### Set exercise:
Could you rewrite the listing from the line with "of the tire" to the line with "x=324 y=544", swapping "tire" for "wheel" and leaving everything else as it is?

### Dataset:
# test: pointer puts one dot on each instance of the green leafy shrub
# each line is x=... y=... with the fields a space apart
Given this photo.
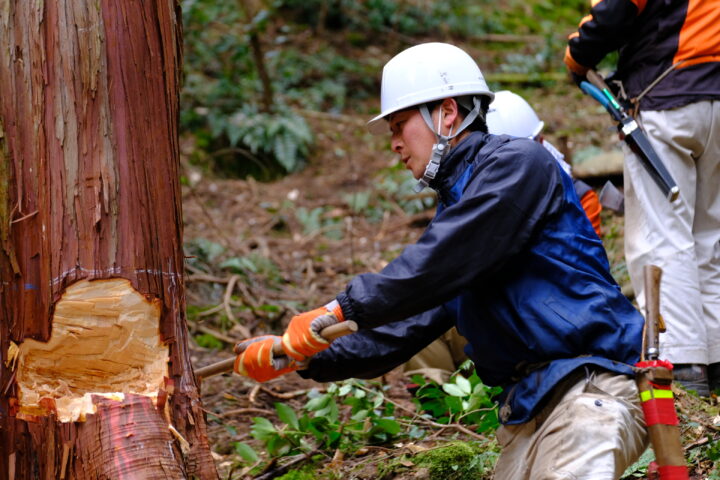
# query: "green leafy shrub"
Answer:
x=370 y=420
x=464 y=400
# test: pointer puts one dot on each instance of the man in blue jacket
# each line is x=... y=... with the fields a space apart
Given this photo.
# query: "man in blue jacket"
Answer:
x=512 y=261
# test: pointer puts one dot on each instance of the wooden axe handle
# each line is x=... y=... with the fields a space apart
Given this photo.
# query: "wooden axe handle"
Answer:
x=330 y=333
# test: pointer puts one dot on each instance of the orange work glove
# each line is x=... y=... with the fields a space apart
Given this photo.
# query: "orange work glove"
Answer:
x=257 y=360
x=302 y=338
x=591 y=204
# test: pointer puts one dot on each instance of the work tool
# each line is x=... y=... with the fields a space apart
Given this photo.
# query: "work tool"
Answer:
x=328 y=333
x=654 y=381
x=631 y=134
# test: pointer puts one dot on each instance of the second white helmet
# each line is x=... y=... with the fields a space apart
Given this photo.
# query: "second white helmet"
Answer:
x=424 y=73
x=510 y=114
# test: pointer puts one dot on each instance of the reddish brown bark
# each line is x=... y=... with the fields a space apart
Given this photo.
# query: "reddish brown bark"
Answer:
x=89 y=190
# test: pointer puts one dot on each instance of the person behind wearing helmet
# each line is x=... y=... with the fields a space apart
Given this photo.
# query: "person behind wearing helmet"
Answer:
x=510 y=261
x=510 y=114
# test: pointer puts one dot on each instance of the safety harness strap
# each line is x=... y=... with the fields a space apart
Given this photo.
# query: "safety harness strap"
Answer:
x=442 y=146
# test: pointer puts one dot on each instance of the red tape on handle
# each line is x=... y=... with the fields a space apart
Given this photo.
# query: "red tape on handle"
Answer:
x=673 y=472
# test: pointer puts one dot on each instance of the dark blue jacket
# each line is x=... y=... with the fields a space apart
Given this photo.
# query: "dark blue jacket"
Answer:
x=512 y=260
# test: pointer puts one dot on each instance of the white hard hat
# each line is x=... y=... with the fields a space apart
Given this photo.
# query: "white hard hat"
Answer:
x=510 y=114
x=424 y=73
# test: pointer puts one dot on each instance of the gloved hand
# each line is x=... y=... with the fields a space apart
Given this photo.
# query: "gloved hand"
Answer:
x=256 y=359
x=302 y=338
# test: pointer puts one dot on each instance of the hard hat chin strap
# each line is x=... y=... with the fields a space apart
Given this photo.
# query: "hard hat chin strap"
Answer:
x=442 y=146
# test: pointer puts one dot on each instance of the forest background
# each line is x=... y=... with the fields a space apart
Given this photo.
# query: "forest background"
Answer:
x=286 y=196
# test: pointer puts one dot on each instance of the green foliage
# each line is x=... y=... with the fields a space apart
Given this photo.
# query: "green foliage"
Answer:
x=246 y=452
x=639 y=468
x=457 y=461
x=465 y=400
x=223 y=91
x=321 y=426
x=207 y=340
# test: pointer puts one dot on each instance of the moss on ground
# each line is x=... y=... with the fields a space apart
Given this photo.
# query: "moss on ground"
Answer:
x=451 y=461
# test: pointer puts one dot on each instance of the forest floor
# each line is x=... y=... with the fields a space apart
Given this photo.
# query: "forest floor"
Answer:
x=261 y=252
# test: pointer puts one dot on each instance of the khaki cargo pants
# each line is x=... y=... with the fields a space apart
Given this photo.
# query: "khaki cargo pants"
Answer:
x=592 y=429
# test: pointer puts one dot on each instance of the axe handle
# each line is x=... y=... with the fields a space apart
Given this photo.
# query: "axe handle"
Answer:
x=651 y=277
x=330 y=333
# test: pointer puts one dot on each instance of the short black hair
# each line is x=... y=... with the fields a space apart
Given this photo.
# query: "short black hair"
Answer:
x=479 y=124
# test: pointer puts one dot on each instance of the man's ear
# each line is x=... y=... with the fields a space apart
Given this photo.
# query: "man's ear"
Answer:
x=449 y=108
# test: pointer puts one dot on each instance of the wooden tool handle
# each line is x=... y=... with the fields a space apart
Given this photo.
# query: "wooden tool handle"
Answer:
x=330 y=333
x=651 y=276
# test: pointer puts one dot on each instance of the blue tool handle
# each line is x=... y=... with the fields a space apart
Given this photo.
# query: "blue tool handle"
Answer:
x=602 y=98
x=596 y=93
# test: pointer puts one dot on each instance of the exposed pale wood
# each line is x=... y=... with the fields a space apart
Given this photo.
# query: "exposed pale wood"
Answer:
x=105 y=341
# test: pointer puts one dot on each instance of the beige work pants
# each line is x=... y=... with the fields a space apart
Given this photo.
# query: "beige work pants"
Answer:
x=592 y=429
x=440 y=359
x=683 y=238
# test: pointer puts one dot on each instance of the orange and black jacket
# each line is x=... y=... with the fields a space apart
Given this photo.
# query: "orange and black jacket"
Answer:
x=652 y=36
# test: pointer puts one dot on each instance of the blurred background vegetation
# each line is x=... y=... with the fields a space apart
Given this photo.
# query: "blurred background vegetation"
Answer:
x=253 y=66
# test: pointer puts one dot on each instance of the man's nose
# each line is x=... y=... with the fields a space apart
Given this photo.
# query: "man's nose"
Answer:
x=395 y=144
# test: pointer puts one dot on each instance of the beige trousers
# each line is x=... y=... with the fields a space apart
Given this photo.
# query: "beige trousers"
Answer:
x=440 y=359
x=683 y=238
x=592 y=429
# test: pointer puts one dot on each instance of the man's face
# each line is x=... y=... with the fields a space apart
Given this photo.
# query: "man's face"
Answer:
x=412 y=140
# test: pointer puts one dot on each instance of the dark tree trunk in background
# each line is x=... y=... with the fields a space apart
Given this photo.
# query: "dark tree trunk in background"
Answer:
x=95 y=379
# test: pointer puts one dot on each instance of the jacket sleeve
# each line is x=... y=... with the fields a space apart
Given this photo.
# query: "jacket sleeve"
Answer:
x=512 y=191
x=606 y=29
x=372 y=352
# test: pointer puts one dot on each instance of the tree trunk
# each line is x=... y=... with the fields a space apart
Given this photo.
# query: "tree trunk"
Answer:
x=95 y=380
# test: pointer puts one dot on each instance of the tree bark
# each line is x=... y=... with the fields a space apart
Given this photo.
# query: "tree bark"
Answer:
x=95 y=378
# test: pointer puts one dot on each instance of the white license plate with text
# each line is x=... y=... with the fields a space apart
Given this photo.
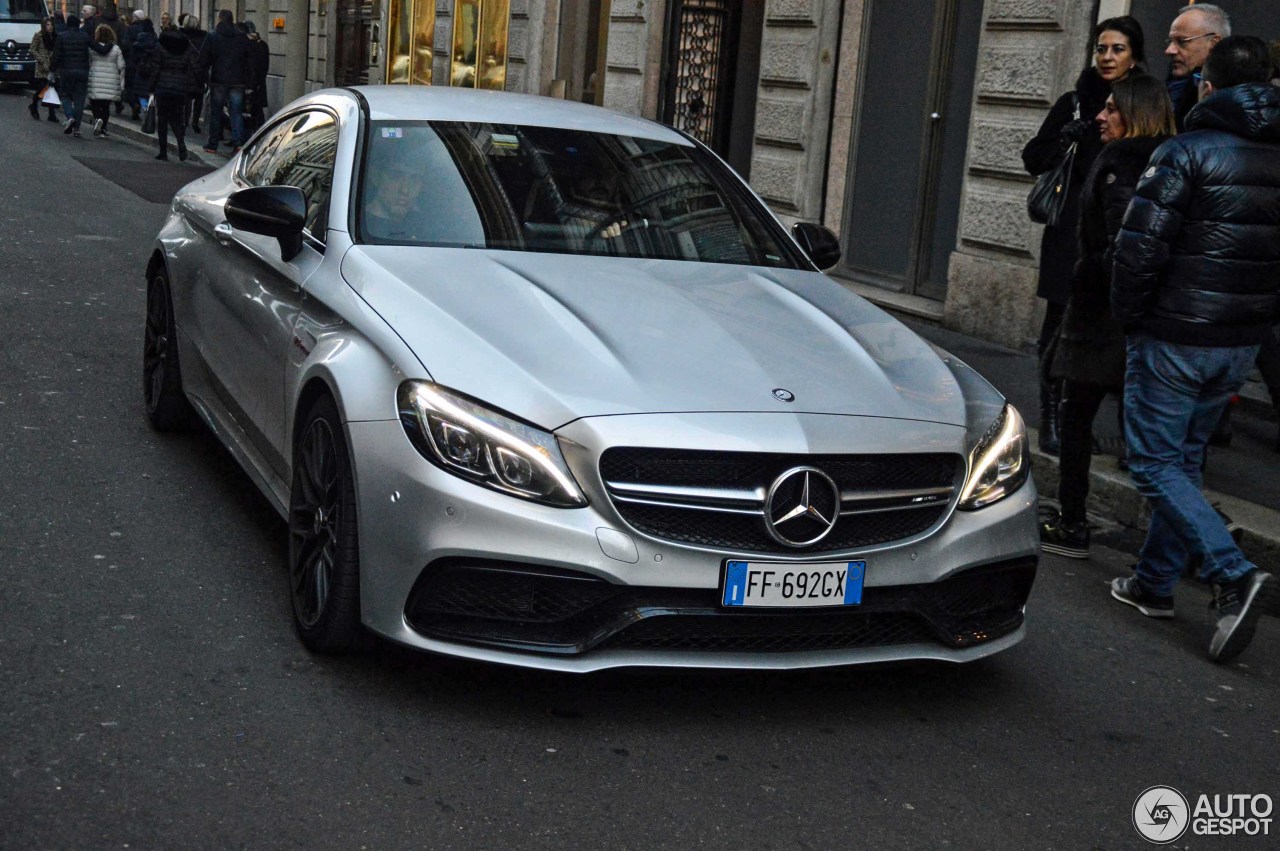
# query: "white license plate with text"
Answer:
x=767 y=584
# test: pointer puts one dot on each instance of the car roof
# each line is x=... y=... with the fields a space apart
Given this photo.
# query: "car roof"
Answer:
x=448 y=104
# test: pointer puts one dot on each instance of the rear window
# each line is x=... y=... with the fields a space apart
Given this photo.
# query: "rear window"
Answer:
x=551 y=190
x=22 y=10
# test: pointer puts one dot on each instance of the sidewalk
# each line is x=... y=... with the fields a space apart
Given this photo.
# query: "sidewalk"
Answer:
x=1243 y=479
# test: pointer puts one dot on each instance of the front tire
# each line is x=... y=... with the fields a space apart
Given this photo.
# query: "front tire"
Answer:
x=167 y=406
x=324 y=547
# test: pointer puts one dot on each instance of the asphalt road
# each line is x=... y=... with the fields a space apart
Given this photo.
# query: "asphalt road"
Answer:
x=152 y=694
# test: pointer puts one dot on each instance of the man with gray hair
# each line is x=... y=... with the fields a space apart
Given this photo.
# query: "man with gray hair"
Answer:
x=1192 y=35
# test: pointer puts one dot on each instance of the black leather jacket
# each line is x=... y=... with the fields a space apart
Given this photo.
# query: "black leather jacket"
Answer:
x=1197 y=260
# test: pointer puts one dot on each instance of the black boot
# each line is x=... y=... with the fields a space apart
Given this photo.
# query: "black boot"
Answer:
x=1051 y=401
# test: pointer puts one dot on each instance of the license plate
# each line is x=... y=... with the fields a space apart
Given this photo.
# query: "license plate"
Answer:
x=766 y=584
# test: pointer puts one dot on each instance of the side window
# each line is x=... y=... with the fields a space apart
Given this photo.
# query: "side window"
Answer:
x=301 y=152
x=305 y=160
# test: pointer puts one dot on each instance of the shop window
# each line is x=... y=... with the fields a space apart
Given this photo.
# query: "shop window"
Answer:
x=408 y=46
x=478 y=58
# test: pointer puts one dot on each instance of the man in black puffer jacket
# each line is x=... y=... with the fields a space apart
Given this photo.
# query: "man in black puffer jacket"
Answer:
x=1196 y=282
x=69 y=62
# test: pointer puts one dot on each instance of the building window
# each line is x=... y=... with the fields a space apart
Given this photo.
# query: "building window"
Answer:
x=479 y=53
x=410 y=42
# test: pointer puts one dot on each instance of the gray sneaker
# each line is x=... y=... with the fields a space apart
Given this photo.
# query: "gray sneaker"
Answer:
x=1239 y=605
x=1130 y=591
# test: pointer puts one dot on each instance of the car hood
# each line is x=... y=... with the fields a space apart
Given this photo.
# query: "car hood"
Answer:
x=552 y=338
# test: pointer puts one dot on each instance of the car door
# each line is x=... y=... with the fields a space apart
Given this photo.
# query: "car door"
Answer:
x=259 y=294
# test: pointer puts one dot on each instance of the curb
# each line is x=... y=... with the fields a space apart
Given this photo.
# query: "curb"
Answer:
x=1114 y=497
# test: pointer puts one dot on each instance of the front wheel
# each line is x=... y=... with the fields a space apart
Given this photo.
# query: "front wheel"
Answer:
x=324 y=548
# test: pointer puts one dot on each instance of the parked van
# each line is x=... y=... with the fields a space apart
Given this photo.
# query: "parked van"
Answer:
x=19 y=22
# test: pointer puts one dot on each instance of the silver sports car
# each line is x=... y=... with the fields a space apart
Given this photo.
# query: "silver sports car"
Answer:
x=544 y=384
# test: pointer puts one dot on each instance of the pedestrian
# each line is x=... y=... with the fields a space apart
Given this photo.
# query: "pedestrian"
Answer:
x=169 y=77
x=225 y=56
x=1089 y=356
x=71 y=64
x=1196 y=282
x=1193 y=33
x=141 y=44
x=1118 y=50
x=190 y=26
x=42 y=51
x=105 y=77
x=255 y=94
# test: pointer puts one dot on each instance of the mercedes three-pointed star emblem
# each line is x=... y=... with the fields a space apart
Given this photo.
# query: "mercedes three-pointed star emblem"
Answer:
x=801 y=507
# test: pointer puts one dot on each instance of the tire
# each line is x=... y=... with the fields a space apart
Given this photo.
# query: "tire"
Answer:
x=167 y=406
x=324 y=544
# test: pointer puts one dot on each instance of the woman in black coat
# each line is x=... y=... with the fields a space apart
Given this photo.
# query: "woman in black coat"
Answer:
x=1089 y=357
x=1119 y=47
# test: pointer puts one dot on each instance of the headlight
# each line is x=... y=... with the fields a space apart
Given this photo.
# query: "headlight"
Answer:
x=997 y=465
x=485 y=447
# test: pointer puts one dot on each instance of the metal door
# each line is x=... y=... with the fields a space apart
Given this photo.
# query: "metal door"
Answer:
x=906 y=161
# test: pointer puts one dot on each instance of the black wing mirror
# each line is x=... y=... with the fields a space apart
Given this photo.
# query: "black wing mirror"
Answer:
x=821 y=245
x=278 y=211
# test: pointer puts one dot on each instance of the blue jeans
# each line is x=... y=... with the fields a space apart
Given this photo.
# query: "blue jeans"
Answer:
x=233 y=99
x=72 y=88
x=1173 y=397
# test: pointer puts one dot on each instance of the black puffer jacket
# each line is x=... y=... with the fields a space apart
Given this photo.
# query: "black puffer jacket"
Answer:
x=1198 y=257
x=1092 y=348
x=227 y=56
x=71 y=53
x=172 y=67
x=1041 y=154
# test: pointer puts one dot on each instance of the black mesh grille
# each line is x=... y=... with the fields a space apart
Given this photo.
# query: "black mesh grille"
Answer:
x=745 y=470
x=562 y=612
x=775 y=634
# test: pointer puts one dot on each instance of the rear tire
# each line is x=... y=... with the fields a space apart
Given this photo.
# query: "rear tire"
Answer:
x=167 y=406
x=324 y=545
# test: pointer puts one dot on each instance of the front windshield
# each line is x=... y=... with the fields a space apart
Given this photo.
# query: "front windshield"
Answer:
x=22 y=10
x=551 y=190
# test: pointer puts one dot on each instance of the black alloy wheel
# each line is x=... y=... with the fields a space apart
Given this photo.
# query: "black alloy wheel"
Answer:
x=324 y=553
x=168 y=408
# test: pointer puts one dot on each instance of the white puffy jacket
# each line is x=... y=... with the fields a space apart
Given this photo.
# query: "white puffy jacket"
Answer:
x=106 y=74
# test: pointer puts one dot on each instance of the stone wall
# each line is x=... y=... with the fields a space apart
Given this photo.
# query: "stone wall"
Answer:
x=1029 y=54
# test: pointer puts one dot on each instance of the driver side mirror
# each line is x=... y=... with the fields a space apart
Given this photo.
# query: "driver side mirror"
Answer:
x=278 y=211
x=818 y=242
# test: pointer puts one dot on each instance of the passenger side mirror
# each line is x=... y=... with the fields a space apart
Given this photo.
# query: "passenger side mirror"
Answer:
x=819 y=243
x=278 y=211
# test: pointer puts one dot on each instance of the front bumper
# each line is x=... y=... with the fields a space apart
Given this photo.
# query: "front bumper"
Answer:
x=455 y=568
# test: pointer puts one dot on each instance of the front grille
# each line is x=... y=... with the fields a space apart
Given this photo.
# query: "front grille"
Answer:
x=772 y=634
x=538 y=609
x=717 y=499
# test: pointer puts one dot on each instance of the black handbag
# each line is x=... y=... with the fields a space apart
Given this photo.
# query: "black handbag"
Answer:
x=1048 y=196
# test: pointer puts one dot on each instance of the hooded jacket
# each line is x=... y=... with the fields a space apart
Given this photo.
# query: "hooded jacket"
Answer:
x=172 y=69
x=1197 y=260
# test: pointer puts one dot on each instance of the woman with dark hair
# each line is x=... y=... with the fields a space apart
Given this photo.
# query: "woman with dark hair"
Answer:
x=1089 y=356
x=1118 y=50
x=105 y=76
x=42 y=50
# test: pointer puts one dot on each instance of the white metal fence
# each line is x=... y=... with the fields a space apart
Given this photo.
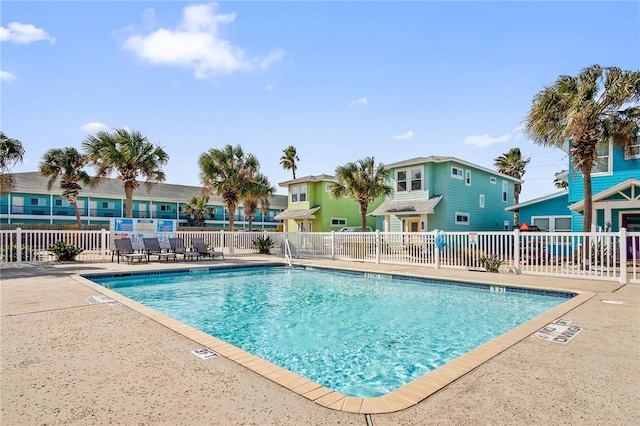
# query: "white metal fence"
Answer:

### Answer to this problem:
# test: pointer puts one dot on each instance of the wheel
# each line is x=... y=... with the fields a space apart
Given this photo.
# query: "wheel"
Answer:
x=167 y=406
x=324 y=544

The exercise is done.